(SUPPLIED DATA):
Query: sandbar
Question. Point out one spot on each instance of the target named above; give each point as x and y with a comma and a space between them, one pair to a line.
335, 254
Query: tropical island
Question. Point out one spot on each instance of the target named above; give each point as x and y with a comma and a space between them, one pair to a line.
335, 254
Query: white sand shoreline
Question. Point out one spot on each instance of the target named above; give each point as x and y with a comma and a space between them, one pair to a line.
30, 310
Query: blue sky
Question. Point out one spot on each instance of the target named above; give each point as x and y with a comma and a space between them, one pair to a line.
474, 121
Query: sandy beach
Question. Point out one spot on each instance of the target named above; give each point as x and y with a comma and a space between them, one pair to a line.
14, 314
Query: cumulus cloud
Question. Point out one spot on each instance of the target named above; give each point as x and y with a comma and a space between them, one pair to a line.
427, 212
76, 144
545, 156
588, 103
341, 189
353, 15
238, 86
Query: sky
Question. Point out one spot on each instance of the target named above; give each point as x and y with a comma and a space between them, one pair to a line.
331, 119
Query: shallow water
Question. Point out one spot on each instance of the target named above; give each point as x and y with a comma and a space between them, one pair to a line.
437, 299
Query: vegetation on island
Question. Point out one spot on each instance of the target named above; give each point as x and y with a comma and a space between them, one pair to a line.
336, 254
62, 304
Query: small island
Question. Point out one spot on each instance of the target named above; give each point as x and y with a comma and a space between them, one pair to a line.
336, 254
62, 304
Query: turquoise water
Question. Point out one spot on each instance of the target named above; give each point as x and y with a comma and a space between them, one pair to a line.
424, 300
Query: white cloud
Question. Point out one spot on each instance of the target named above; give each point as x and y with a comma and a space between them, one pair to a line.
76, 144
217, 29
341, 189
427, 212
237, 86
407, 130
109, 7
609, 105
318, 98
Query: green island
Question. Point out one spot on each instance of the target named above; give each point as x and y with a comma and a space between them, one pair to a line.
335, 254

(ABOUT THIS EXERCISE): Return each line of the records above exactly as it reads.

(TASK SOLUTION):
Query: sandbar
Question. Point out one spot on each instance of the target named above; give each point as x and y with a comma and a space between them, one pair to a line.
335, 254
Query: tropical island
Question. Point out one spot on each instance of the target named above; give each point as x and y with a comma and a space between them, one pair to a line.
335, 254
Query: white sand shoreline
Question. Point out one spot on each instance of the target named above; give each point as x and y with a comma and a space between them, one pair to a line.
30, 310
Query: blue sky
Question. Point out one spot on each instance of the target named above; give each point as x and y with a comma and a space between them, one pair to a line.
474, 121
Query: sandy beach
Question. Point out one spot on each instance of the target named above; give each point as x and y with a comma and a space between them, one pair to a line.
14, 314
Query: cumulus cloud
Question. Point out one spot on each instance of the target named above; give each point as x and y with a comma and a space between them, one pair to a line.
427, 212
76, 144
545, 156
588, 103
341, 189
353, 15
238, 86
Query: sky
Question. Point out one spot on each instance of the target named above; give each point as x and y with a comma and a space between them, one pair to a line.
331, 119
Query: shallow water
Question. Point out one spot on each instance of the target named above; give each point as x and y with a comma and a space between them, one pair to a line.
437, 299
Query: vegetation on island
Question. Point out one spot on each instance of the target named above; give each point as x and y with a comma and a space between them, one pair to a line.
336, 254
62, 304
Query: small island
Question. Point out one spot on each instance of the target named above; give each point as x and y with a comma and a space between them, one pair to a line.
336, 254
62, 304
Query: turquoise water
Question. Point out one spot on each instance of the target named above; give each point as x and y with a comma and a space between them, one pair to a line.
424, 300
Query: white cloud
Question. Point out one spot on each instance of the target named above; give each point as x and y with a comma and a space between them, one pair to a line.
76, 144
217, 29
341, 189
427, 212
237, 86
407, 130
109, 7
609, 105
318, 98
Query: green island
Question. Point out one spot on each instance of the target named above; give each point as x and y with a comma and a space between them, one pair to a line.
335, 254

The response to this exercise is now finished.